Cabe à crítica de arte a formulação de juízos de valor sobre as obras de arte,
fundamentando ou justificando este juízo ou selecção através de um processo
argumentativo no campo da estética. Segundo aponta Tito Cardoso e Cunha, inspirando-se
em Habermas e na sua “Mudança estrutural na esfera pública”, são funções da crítica
julgar, informar e interpretar; ou seja, o crítico funciona como uma espécie de porta-voz ou
representante público, exprimindo juízos, opiniões e apreciações em nome deste público,
que se entende como sendo um colectivo disperso, estável, que partilha um interesse e um
conhecimento comum sobre a arte, e que assume o seu direito de julgar e exprimir um
juízo de gosto, através da discussão, como meio de apropriação da matéria sobre a qual se
discute. Podemos dizer que no discurso crítico se revela «a opinião avaliativa, interpretativa,
de um público que não é nem um pequeno grupo conversacional e interactivo nem uma
multidão massificada relegada para a unidimensionalidade da incomunicação, mas antes um
público entendido» (Cardoso e Cunha, 2004, p.92). Da actividade do crítico decorrem duas
funções: uma hermenêutica, relacionada com a interrogação da obra e a atribuição de
significações; assim como uma retórica, dada pela emissão de juízos de valor sobre esta e a
sua respectiva justificação. Podem-se ver ambas as funções como estando interligadas, uma
vez que, normalmente, a alegação feita sobre a possível significação da obra deve ser
acompanhada de uma posterior justificação, que leva à apresentação de argumentos
suficientemente convincentes, capazes de provar o que fora previamente alegado; ou seja,
«O acto hermenêutico solicita assim uma argumentação retórica» (Cardos e Cunha, 2004,
p.92).

**Informação fornecida:**
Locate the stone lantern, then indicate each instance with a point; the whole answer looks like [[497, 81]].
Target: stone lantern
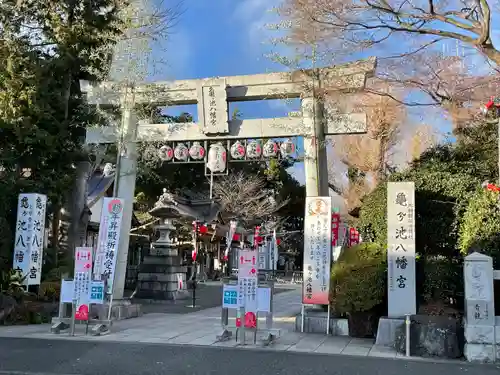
[[161, 275]]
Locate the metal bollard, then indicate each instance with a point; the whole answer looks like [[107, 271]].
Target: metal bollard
[[408, 325]]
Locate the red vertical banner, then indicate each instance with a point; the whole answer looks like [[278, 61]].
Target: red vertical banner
[[195, 240], [335, 228], [353, 237], [256, 238]]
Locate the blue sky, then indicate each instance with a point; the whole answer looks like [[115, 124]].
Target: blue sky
[[228, 37], [224, 38]]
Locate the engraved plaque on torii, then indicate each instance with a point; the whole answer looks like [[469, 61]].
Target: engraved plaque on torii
[[212, 106]]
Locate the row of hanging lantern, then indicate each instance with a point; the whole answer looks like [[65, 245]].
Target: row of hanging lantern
[[255, 150], [238, 151]]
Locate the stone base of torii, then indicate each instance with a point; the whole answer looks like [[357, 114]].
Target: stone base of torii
[[314, 124]]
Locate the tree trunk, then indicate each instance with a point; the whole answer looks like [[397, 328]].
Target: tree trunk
[[74, 209]]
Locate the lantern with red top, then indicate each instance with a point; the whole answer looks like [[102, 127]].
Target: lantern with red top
[[335, 228], [492, 108], [353, 237], [491, 187]]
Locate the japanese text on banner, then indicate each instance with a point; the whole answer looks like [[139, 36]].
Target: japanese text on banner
[[317, 250], [401, 248], [82, 282], [30, 233], [247, 284], [109, 240]]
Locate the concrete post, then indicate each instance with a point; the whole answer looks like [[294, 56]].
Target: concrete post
[[480, 309], [315, 157], [125, 180]]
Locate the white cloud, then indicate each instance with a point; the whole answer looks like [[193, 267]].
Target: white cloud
[[255, 16]]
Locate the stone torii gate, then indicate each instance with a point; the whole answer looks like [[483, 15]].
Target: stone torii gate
[[214, 123]]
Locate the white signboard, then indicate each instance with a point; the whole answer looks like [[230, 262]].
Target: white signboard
[[81, 284], [401, 249], [247, 280], [96, 292], [230, 298], [109, 240], [30, 234], [317, 251]]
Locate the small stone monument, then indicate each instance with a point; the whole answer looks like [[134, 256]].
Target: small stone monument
[[161, 275], [480, 342]]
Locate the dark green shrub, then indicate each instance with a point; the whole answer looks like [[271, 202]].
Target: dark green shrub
[[480, 227], [359, 279]]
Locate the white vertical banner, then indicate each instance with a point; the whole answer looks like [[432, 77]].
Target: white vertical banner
[[401, 249], [248, 273], [82, 281], [317, 251], [23, 228], [232, 230], [109, 239], [274, 251], [29, 239]]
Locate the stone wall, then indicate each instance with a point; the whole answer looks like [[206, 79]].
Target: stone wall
[[482, 328]]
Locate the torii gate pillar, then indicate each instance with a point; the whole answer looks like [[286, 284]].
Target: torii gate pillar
[[315, 156]]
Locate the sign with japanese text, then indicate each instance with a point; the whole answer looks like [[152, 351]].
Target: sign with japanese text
[[97, 292], [248, 273], [335, 228], [401, 248], [317, 250], [30, 234], [353, 237], [230, 296], [82, 282], [108, 242]]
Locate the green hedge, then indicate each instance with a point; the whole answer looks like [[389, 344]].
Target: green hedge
[[359, 279], [480, 226]]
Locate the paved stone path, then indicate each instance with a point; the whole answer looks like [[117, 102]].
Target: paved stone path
[[200, 328]]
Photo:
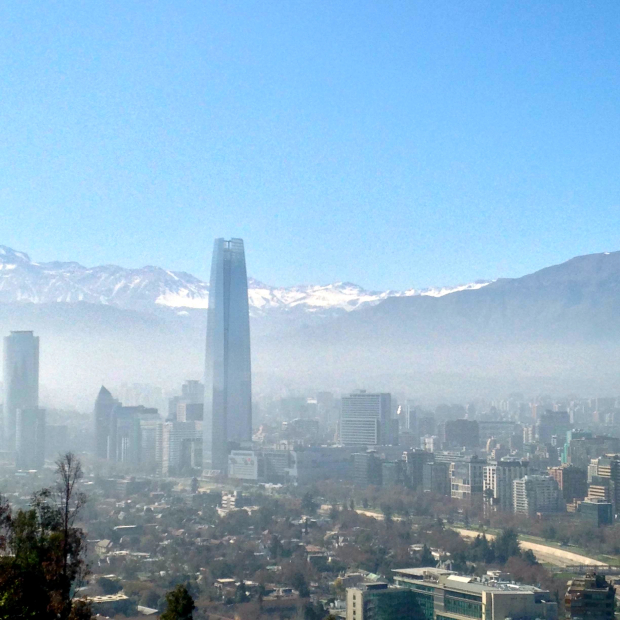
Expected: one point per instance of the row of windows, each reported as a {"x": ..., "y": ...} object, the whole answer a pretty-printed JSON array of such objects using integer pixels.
[{"x": 462, "y": 607}]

**Tarefa:** Imprima, por favor, o texto sobre a crítica de arte na íntegra, sem alterar nada.

**Resposta:**
Cabe à crítica de arte a formulação de juízos de valor sobre as obras de arte,
fundamentando ou justificando este juízo ou selecção através de um processo
argumentativo no campo da estética. Segundo aponta Tito Cardoso e Cunha, inspirando-se
em Habermas e na sua “Mudança estrutural na esfera pública”, são funções da crítica
julgar, informar e interpretar; ou seja, o crítico funciona como uma espécie de porta-voz ou
representante público, exprimindo juízos, opiniões e apreciações em nome deste público,
que se entende como sendo um colectivo disperso, estável, que partilha um interesse e um
conhecimento comum sobre a arte, e que assume o seu direito de julgar e exprimir um
juízo de gosto, através da discussão, como meio de apropriação da matéria sobre a qual se
discute. Podemos dizer que no discurso crítico se revela «a opinião avaliativa, interpretativa,
de um público que não é nem um pequeno grupo conversacional e interactivo nem uma
multidão massificada relegada para a unidimensionalidade da incomunicação, mas antes um
público entendido» (Cardoso e Cunha, 2004, p.92). Da actividade do crítico decorrem duas
funções: uma hermenêutica, relacionada com a interrogação da obra e a atribuição de
significações; assim como uma retórica, dada pela emissão de juízos de valor sobre esta e a
sua respectiva justificação. Podem-se ver ambas as funções como estando interligadas, uma
vez que, normalmente, a alegação feita sobre a possível significação da obra deve ser
acompanhada de uma posterior justificação, que leva à apresentação de argumentos
suficientemente convincentes, capazes de provar o que fora previamente alegado; ou seja,
«O acto hermenêutico solicita assim uma argumentação retórica» (Cardos e Cunha, 2004,
p.92).